> [Activity] Your task is to repeat the entries exactly from their first line through the line with "box: [8, 103, 200, 377]", and to stop there.

> [Provided data]
··········

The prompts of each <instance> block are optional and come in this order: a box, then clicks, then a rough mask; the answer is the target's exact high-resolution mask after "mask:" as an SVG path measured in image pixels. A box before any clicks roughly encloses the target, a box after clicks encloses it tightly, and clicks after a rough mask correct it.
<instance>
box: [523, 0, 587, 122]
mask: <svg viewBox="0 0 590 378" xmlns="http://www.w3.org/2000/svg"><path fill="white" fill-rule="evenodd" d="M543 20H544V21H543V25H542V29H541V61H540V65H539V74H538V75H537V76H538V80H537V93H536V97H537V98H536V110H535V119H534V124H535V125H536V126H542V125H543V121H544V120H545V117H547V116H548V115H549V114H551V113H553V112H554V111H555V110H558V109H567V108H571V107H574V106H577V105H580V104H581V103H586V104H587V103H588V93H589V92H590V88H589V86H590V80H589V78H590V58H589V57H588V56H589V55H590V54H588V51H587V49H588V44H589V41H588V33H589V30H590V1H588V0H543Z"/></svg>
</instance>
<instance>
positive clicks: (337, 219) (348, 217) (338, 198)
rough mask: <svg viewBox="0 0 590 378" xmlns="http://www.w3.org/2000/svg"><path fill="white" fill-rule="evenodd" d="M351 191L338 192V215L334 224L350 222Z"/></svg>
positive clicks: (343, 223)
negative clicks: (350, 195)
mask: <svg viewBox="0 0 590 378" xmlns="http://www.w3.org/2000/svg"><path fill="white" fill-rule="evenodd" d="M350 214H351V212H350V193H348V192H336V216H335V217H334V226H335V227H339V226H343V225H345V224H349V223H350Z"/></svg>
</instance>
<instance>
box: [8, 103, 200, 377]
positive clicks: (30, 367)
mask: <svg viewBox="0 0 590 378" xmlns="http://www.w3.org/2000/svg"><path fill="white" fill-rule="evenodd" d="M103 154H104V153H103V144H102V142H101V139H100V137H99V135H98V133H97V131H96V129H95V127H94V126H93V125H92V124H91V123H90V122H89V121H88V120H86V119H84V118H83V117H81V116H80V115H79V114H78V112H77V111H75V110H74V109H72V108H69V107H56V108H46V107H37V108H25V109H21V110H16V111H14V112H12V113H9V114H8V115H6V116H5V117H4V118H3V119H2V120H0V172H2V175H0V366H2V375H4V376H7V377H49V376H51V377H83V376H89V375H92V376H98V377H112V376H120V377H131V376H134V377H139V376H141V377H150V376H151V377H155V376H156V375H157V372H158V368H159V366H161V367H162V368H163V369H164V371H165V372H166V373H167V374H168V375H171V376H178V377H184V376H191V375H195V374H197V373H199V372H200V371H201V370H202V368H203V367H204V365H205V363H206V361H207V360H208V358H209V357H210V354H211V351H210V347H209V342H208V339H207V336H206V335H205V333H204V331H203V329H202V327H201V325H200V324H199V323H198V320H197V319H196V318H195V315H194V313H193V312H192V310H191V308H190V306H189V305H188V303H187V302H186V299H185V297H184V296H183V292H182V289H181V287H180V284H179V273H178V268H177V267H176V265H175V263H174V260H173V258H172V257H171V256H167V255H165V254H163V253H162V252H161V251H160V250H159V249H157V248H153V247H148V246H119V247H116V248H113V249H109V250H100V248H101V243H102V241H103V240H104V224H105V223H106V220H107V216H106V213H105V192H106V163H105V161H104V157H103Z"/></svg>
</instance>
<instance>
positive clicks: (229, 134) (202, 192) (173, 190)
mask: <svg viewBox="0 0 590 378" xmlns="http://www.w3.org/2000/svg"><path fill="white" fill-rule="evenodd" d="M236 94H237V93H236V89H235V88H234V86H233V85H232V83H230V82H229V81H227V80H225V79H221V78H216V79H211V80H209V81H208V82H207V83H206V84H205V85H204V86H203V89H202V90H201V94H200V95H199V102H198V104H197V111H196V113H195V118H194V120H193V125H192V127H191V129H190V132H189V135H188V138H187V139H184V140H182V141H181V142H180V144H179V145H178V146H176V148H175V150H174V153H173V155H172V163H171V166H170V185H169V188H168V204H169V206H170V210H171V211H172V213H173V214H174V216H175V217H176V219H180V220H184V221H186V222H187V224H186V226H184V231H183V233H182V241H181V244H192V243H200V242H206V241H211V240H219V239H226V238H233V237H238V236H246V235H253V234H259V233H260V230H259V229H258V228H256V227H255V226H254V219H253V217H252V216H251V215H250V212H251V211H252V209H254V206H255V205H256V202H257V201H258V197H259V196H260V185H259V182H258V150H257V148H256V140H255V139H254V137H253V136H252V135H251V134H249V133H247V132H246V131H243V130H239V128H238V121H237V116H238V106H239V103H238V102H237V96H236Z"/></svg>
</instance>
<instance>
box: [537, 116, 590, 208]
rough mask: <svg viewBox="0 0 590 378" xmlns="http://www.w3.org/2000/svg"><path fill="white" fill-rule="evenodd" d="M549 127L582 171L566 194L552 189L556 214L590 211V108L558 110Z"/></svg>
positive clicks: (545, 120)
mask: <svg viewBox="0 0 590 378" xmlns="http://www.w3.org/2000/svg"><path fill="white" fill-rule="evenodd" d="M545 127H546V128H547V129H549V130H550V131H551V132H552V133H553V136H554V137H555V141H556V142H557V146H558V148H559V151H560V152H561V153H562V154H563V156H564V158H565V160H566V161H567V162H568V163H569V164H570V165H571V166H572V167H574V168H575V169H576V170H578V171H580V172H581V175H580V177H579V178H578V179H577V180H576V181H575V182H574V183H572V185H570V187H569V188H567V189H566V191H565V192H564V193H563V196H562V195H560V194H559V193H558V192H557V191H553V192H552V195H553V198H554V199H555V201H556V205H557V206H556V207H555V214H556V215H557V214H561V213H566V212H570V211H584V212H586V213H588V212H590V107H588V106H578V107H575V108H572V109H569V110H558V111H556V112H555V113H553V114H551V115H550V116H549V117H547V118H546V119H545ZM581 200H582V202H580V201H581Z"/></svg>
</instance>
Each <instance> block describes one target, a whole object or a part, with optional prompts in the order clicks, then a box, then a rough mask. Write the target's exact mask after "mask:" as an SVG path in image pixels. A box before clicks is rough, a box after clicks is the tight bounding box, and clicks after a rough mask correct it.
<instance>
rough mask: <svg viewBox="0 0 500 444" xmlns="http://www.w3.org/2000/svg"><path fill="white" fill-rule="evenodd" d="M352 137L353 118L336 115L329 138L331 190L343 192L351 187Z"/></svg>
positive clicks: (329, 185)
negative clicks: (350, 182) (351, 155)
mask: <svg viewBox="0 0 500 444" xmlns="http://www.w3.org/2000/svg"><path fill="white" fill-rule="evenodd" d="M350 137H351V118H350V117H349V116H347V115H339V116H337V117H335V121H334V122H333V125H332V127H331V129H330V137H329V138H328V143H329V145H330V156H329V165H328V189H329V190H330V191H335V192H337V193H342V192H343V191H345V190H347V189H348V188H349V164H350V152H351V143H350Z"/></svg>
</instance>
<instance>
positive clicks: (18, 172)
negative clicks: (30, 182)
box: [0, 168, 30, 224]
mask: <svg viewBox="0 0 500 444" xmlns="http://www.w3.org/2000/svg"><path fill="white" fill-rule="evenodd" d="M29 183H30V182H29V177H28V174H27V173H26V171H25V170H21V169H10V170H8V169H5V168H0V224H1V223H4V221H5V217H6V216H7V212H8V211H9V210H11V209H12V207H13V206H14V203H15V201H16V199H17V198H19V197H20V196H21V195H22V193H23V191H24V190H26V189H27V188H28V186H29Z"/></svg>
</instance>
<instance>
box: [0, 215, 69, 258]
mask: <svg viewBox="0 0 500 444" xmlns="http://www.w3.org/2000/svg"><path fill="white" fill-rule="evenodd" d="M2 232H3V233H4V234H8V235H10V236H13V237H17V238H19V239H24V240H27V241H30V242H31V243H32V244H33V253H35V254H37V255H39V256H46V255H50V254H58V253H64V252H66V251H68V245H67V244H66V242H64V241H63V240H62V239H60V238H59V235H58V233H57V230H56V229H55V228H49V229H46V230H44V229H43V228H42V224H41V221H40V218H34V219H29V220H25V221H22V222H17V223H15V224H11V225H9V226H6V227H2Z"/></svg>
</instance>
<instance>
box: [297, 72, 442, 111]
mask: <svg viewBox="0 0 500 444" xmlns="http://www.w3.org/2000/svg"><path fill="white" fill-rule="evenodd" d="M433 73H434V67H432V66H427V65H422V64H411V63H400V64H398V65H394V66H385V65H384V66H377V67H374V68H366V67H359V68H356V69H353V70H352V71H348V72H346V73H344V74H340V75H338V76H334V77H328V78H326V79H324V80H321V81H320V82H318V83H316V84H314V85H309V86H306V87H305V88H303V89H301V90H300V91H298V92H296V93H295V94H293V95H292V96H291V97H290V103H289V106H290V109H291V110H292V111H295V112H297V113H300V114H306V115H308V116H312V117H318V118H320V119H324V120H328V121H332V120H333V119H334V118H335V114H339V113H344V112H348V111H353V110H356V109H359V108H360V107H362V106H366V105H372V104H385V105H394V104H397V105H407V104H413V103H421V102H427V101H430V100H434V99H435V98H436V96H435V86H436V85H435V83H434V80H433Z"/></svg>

··········

> [Exercise result]
The prompts of each <instance> block are optional and come in this order: a box, then clicks, then a rough mask; the answer is the target's exact high-resolution mask after "mask:" as an SVG path measured in image pixels. A box before any clicks roughly encloses the target, a box after clicks encloses it tightly, and clicks after a rough mask correct it.
<instance>
box: [523, 0, 587, 122]
mask: <svg viewBox="0 0 590 378" xmlns="http://www.w3.org/2000/svg"><path fill="white" fill-rule="evenodd" d="M543 20H544V21H543V25H542V29H541V61H540V65H539V74H538V75H537V76H538V80H537V93H536V97H537V98H536V110H535V119H534V124H535V125H536V126H542V125H543V121H544V120H545V117H547V116H548V115H549V114H551V113H553V112H554V111H555V110H558V109H567V108H571V107H574V106H577V105H580V104H581V103H586V104H587V103H588V93H589V92H590V88H589V86H590V80H589V78H590V58H589V57H588V56H589V55H590V54H588V51H587V49H588V44H589V41H588V33H589V30H590V1H588V0H543Z"/></svg>
</instance>
<instance>
positive clicks: (337, 219) (348, 217) (338, 198)
rough mask: <svg viewBox="0 0 590 378" xmlns="http://www.w3.org/2000/svg"><path fill="white" fill-rule="evenodd" d="M351 191L338 192V215L334 224L350 222Z"/></svg>
positive clicks: (343, 223)
negative clicks: (350, 195)
mask: <svg viewBox="0 0 590 378" xmlns="http://www.w3.org/2000/svg"><path fill="white" fill-rule="evenodd" d="M350 214H351V212H350V193H348V192H336V216H335V217H334V226H335V227H339V226H343V225H345V224H349V223H350Z"/></svg>
</instance>
<instance>
box: [8, 103, 200, 377]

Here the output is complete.